◆ DOCUMENT EXTRACT
## Start

Friday, November 30, 2018

A Fictional Experiment: An Example from René Barjavel


René Barjavel (1911-1985) was a French novelist who explored perplexing scientific themes. Perhaps his two best-known books are La Nuit de Temps (The Night of Time; translated as The Ice People) and Le Voyageur Imprudent (The Careless Traveler, translated as Future Times Three). In his 1943 Voyageur time-travel novel, he became perhaps the first person to suggest the Grandfather Paradox: If you go back in time and kill your ancestor, then not only do you not exist, but you could never have existed, therefore you could not have killed your ancestor, therefore...



I would like to use Le Voyageur imprudent as an example of performing a scientific experiment by means of fiction. For something impossible like time travel, this is the only way to test hypotheses.

Time travel novels are nearly always the author’s way of making social commentaries. H. G. Wells used The Time Machine as a way of saying that if current (as of a century ago) trends continue, the leisure class will evolve into childlike, tender, stupid Eloi and the working class will evolve into bestial Morlocks. The twist was that the Eloi appeared to be the privileged class but were mere cattle for the Morlocks. (Sorry to spoil it for you if you haven’t read it.) Wells was, by writing this novel, saying that we had to do something to solve this problem. Wells’s open proclamation of eugenics, however, was not the right way to deal with the problem.

René Barjavel certainly fit into the social commentary pattern. When the time travelers visited the year 100,000, they found that humans had evolved into a multitude of forms, but that they had transformed the face of the Earth so that it consisted only of flat plains with regular lines of conical structures. Some of the human forms had mouths without jaws, and digestive systems without anuses; they lived off of milk, delivered through teats that fit directly into their conical mouths, and completely assimilated the molecules. Each of the cones on the landscape had a gigantic woman with thousands of teats and into whose huge body little males were irresistibly drawn to deposit sperm and then the males were digested. This sounds like Barjavel’s nightmare vision of what you get when you cross a twentieth-century Soviet state with a spider and run it forward to the distant future.

Barjavel’s novel was based on the totally preposterous premise that a man named Noël Essaillon invented a material known as noëlite that would allow a person, when wearing a green diving suit, to float through time and space. Of course it was preposterous; it was merely a device to get us into the story, and the author had no intention of making it plausible. My time travel novels are equally preposterous for the same reason. Essaillon chose a young math teacher, a French soldier in World War Two named Pierre Saint-Menoux, to be his collaborator, since Essaillon was wheelchair-bound and could not himself travel in time. Spray on some noëlite, slip into the scaphandre suit, and off you go. But when Pierre slipped into the near future, he found that Essaillon’s pretty little daughter Annette had grown up. Love was inevitable. During one of their trips to the future, the elder Essaillon (pushed around by Pierre) died, then came back to life, then decided that God wanted him to stay dead.

## End

◆ DATA FOR THIS TASK
## Start

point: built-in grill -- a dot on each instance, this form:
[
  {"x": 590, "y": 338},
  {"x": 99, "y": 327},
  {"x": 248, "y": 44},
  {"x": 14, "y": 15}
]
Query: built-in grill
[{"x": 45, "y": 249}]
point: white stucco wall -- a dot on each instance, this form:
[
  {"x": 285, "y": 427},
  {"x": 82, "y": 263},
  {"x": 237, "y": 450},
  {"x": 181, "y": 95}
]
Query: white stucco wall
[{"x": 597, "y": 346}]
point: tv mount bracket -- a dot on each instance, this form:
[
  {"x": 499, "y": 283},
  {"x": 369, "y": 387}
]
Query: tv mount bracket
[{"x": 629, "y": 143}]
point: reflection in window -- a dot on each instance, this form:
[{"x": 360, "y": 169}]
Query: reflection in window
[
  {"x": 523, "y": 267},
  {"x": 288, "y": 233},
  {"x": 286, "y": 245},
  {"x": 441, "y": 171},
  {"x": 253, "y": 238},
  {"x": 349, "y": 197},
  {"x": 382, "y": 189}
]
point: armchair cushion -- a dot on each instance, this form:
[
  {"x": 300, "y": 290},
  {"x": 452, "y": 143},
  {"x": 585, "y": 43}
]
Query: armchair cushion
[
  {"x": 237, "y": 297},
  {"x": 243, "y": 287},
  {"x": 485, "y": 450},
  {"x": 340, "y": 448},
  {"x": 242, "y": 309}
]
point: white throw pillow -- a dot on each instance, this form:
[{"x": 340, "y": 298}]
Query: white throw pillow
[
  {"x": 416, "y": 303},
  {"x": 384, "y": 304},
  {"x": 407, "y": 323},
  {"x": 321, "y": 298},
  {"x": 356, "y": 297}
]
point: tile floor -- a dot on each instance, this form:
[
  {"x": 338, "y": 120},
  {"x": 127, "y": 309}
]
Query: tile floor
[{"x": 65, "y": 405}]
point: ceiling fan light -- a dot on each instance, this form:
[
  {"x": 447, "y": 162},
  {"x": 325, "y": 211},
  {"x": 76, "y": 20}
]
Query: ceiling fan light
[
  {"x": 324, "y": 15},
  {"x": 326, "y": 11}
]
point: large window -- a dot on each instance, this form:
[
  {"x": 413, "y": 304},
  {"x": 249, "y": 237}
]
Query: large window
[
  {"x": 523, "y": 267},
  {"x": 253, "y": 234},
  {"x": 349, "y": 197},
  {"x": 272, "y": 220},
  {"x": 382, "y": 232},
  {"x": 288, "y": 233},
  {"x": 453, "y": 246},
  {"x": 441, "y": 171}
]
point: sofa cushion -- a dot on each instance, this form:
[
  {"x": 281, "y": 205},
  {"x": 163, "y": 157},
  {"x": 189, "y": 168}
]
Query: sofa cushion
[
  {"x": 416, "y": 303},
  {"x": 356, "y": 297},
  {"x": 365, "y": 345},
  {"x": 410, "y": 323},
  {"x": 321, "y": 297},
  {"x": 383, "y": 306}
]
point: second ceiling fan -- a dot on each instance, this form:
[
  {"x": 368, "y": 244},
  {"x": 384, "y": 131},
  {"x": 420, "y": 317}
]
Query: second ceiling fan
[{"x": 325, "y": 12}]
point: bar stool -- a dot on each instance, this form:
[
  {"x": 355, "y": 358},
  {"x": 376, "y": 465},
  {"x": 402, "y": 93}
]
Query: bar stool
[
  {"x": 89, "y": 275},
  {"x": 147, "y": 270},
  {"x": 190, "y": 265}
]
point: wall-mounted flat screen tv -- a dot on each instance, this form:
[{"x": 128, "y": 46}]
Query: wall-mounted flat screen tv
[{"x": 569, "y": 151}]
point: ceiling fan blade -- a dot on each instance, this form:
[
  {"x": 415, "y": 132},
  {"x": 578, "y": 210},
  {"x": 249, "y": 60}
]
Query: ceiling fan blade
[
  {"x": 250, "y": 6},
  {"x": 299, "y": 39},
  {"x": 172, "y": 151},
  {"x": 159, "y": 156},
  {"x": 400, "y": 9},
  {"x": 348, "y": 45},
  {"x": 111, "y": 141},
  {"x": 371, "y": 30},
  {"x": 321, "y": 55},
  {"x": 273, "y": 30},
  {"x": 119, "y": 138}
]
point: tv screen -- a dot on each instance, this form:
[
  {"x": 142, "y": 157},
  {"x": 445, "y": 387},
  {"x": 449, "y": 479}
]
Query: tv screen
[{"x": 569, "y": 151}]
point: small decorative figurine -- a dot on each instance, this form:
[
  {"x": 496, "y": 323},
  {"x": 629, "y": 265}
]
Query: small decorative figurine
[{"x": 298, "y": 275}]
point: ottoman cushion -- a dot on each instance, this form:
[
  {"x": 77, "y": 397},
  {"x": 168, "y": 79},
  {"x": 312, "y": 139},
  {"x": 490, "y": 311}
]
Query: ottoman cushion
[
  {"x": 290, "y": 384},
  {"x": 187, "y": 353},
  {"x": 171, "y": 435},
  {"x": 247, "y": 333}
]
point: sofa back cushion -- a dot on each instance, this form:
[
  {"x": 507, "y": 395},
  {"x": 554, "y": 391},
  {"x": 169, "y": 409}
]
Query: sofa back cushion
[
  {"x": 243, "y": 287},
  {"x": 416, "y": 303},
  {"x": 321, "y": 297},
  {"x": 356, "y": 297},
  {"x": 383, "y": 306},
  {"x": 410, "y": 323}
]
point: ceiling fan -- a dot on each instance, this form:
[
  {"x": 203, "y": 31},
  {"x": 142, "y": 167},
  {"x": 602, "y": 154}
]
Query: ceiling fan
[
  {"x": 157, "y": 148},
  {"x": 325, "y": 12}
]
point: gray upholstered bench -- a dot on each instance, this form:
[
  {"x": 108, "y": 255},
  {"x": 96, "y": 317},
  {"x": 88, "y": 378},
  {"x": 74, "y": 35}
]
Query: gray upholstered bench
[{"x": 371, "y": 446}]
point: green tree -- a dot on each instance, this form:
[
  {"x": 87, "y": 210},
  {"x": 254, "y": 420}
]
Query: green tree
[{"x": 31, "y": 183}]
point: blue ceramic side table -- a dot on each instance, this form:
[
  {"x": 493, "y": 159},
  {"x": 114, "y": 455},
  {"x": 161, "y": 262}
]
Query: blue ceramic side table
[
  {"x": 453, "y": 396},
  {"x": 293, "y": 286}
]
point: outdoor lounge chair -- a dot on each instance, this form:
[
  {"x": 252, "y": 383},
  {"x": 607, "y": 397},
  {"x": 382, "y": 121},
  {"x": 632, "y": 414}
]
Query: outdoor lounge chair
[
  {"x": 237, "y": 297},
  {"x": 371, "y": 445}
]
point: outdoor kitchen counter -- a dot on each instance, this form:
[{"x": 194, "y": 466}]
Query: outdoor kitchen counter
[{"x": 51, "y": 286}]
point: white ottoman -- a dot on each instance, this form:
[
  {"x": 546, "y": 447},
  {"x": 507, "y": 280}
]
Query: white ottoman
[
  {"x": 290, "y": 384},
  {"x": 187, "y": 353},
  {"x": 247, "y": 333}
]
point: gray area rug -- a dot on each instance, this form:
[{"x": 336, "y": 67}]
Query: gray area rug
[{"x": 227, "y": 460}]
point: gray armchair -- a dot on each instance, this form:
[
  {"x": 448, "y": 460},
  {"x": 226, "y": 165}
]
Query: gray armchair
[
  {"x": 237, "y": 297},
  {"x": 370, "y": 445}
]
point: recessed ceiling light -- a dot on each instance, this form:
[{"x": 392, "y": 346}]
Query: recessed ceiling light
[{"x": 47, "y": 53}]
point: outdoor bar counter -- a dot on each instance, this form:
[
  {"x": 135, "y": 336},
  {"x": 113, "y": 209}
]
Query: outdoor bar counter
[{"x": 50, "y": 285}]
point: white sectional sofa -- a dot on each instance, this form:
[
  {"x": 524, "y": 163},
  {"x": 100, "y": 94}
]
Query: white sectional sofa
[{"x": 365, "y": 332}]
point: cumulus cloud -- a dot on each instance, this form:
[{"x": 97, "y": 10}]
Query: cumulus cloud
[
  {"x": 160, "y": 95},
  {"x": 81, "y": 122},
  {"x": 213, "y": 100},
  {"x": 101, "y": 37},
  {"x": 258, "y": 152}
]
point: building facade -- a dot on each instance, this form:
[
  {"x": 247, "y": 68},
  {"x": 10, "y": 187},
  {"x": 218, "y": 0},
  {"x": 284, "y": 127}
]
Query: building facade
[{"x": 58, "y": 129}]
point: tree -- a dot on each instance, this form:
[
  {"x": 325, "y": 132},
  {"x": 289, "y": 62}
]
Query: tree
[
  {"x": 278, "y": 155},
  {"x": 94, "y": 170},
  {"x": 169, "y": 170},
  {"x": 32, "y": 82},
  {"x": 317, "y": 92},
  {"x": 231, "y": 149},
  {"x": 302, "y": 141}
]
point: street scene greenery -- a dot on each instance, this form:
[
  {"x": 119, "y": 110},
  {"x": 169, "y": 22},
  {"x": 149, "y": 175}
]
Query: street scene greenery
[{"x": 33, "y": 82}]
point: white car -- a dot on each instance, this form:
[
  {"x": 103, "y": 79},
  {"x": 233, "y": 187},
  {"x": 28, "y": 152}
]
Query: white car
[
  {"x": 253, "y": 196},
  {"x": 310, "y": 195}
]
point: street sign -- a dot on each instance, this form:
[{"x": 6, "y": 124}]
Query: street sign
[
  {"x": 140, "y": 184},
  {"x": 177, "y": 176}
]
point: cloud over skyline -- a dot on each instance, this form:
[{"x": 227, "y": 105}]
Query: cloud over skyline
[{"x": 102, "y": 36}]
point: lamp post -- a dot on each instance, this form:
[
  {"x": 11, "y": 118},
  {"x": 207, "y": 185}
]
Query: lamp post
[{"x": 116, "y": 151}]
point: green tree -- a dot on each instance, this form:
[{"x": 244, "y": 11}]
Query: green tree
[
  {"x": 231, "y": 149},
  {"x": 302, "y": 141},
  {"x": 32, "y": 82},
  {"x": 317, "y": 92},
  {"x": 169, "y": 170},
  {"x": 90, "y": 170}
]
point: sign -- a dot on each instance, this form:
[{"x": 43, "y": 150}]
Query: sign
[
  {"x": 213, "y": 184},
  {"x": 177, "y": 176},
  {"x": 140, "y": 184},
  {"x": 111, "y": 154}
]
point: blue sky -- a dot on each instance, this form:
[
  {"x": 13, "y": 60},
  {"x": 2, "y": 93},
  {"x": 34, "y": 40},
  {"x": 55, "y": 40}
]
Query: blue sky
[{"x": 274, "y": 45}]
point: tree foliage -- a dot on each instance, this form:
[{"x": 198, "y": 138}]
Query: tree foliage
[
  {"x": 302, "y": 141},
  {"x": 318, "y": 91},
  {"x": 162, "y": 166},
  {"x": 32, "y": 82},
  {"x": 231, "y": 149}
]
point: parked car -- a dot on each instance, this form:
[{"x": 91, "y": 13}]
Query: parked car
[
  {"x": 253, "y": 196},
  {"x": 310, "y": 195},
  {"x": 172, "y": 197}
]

## End

◆ TASK REQUIREMENTS
A - Duplicate the passage of the Barjavel post starting with "René Barjavel (1911-1985)" and going on through "your ancestor, therefore...".
B - Show every line of the listing that contains the string "bench", treating uppercase and lowercase as different.

◆ OUTPUTS IN ORDER
A -
René Barjavel (1911-1985) was a French novelist who explored perplexing scientific themes. Perhaps his two best-known books are La Nuit de Temps (The Night of Time; translated as The Ice People) and Le Voyageur Imprudent (The Careless Traveler, translated as Future Times Three). In his 1943 Voyageur time-travel novel, he became perhaps the first person to suggest the Grandfather Paradox: If you go back in time and kill your ancestor, then not only do you not exist, but you could never have existed, therefore you could not have killed your ancestor, therefore...

B -
point: gray upholstered bench -- a dot on each instance, this form:
Query: gray upholstered bench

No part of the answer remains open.